» Quoted passage
■ ■ ■ ■ ■
Patent Application
20110300434
The present disclosure relates to lead-acid batteries for use in idle reduction operation.
In recent years, environmental concerns have led to a widespread use of automobiles capable of performing so-called idle reduction operation, i.e., shutting off the engine when being stationary at traffic lights or the like, and restarting the engine when starting the vehicle. Lead-acid batteries for cell starters to be installed in such automobiles need to be adapted to idle reduction operation.
Alloys such as a calcium-based lead alloy or an antimony-based lead alloy are conventionally used for grids of lead-acid batteries. When antimony is present at the surface of a positive grid, an active material is firmly adhered to the grid, thereby preventing the capacity from decreasing when deep charge and discharge are repeated. For this reason, in the case of using a calcium-based lead alloy, a lead alloy containing antimony is attached to the alloy surface, or an antimony compound is dissolved in an electrolyte, in the formation of a lead-acid battery.
■ ■ ■ ■ ■
» Records to use
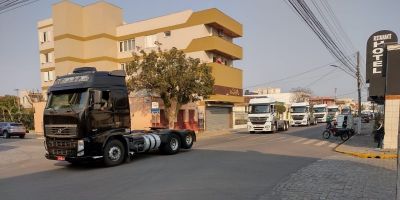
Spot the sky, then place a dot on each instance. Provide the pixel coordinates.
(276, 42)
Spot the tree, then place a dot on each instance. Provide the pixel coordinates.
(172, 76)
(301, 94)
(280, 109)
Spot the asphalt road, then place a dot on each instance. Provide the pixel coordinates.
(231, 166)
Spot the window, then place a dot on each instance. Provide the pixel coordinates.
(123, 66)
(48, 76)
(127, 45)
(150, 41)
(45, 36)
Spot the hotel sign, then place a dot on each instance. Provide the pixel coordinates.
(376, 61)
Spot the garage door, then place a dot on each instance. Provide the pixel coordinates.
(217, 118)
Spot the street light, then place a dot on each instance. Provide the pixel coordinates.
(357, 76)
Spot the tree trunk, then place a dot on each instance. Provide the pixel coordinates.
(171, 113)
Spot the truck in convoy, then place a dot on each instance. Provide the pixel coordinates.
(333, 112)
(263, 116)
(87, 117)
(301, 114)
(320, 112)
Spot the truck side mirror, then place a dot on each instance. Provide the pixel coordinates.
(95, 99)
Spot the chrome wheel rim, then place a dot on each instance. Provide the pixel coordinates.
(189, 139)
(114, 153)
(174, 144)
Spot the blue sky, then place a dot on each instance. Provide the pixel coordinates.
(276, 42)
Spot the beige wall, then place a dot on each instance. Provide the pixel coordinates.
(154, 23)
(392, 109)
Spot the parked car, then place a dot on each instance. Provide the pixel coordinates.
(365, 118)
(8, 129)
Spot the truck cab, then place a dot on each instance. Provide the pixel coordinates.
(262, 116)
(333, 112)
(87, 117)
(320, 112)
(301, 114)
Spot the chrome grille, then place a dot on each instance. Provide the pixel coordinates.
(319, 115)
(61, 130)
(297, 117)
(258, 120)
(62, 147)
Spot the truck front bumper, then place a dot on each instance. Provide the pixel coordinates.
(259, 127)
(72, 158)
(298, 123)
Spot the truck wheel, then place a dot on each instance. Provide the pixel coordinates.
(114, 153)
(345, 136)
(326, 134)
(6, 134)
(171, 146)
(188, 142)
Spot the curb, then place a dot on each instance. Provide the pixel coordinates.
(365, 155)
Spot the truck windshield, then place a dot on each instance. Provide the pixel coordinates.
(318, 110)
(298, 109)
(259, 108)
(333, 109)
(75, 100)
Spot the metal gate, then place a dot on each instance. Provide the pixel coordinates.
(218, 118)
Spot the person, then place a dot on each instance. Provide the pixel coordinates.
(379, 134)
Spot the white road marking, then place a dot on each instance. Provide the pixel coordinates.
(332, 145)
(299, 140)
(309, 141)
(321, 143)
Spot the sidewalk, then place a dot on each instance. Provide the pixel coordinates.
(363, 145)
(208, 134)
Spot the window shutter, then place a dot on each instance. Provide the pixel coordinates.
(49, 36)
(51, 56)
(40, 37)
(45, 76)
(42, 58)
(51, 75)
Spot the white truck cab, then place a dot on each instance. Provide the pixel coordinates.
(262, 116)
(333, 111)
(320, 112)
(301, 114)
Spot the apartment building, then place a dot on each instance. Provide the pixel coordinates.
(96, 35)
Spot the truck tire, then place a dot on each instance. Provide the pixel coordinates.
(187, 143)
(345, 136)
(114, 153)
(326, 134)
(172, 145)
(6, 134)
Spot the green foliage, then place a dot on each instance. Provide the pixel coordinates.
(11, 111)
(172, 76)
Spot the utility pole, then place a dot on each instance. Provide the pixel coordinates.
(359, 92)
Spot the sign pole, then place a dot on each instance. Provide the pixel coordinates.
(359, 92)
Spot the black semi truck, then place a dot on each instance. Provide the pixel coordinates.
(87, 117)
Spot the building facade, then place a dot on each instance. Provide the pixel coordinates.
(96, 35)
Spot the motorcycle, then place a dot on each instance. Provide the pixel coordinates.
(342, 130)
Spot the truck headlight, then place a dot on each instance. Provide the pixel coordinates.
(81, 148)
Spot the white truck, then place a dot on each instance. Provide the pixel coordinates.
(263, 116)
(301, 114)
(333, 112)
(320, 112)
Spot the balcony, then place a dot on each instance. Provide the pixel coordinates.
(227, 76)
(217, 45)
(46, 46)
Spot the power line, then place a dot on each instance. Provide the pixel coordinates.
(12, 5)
■ ■ ■ ■ ■
» Set exercise 1
According to the patent application, what happens when antimony is present at the surface of a positive grid?
» Set exercise 2
List every line of the rows that contains the string "chrome".

» Complete response 1
An active material adheres firmly to the grid, which keeps the capacity from decreasing when deep charge and discharge are repeated.

» Complete response 2
Spot the chrome wheel rim, then place a dot on each instance. Provide the pixel coordinates.
Spot the chrome grille, then place a dot on each instance. Provide the pixel coordinates.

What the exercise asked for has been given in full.